• [Exercise directions]:
What to return is the tail of the data, from the line that contains "Mark the man's" down to the last line, copied exactly.

• [Referring expression data]:
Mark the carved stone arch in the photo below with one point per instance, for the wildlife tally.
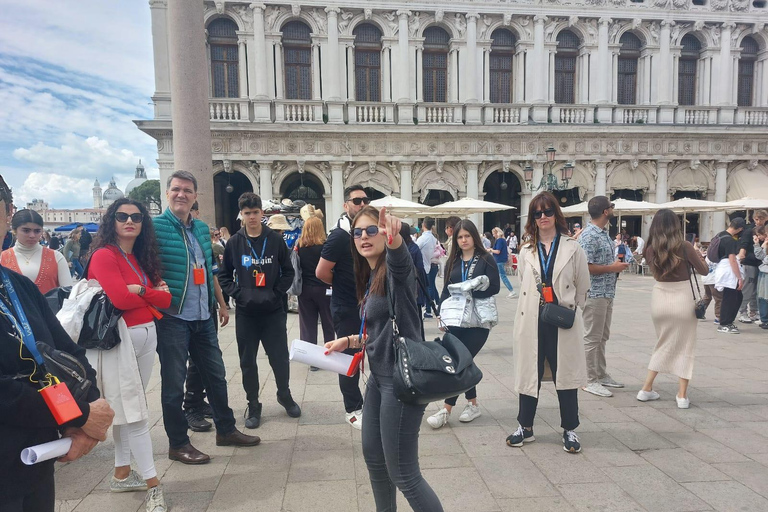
(515, 169)
(683, 177)
(229, 14)
(304, 17)
(376, 19)
(450, 180)
(382, 179)
(622, 176)
(292, 168)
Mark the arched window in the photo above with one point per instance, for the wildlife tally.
(435, 65)
(565, 67)
(500, 64)
(686, 70)
(297, 54)
(367, 62)
(749, 49)
(629, 54)
(222, 38)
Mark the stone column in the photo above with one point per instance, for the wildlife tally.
(662, 172)
(601, 178)
(241, 69)
(406, 181)
(189, 90)
(337, 187)
(719, 219)
(265, 179)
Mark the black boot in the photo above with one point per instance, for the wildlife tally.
(253, 416)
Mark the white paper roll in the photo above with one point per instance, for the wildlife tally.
(46, 451)
(314, 355)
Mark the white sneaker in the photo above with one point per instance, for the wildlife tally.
(645, 396)
(439, 419)
(355, 419)
(597, 389)
(156, 500)
(469, 413)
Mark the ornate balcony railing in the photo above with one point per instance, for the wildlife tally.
(225, 109)
(506, 114)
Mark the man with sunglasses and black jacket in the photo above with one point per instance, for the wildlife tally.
(336, 268)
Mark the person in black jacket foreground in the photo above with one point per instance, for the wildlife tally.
(25, 419)
(261, 260)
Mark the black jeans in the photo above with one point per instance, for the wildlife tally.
(568, 398)
(347, 322)
(729, 308)
(391, 449)
(178, 340)
(313, 302)
(473, 338)
(268, 329)
(40, 496)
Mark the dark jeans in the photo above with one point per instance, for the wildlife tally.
(347, 322)
(730, 305)
(473, 338)
(391, 448)
(432, 286)
(40, 495)
(177, 340)
(269, 330)
(313, 302)
(568, 398)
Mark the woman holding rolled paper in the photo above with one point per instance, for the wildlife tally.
(26, 419)
(548, 330)
(390, 427)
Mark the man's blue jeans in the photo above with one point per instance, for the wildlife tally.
(177, 340)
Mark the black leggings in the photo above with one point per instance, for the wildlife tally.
(473, 338)
(568, 398)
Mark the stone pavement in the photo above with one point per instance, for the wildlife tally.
(635, 456)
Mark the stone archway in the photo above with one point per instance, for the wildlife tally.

• [Your solution]:
Mark the man's blue jeans in the photo above with one point per instance, for the wildlife tally.
(177, 340)
Mark the black leggings in the photo above with one point per instance, for the wildlife tally.
(473, 338)
(568, 398)
Mark the stone pavement in the photo above with one point per instance, for the wildlife tally.
(635, 456)
Mark the stone archway in the photo above with one point per instance, for the wildlife tally.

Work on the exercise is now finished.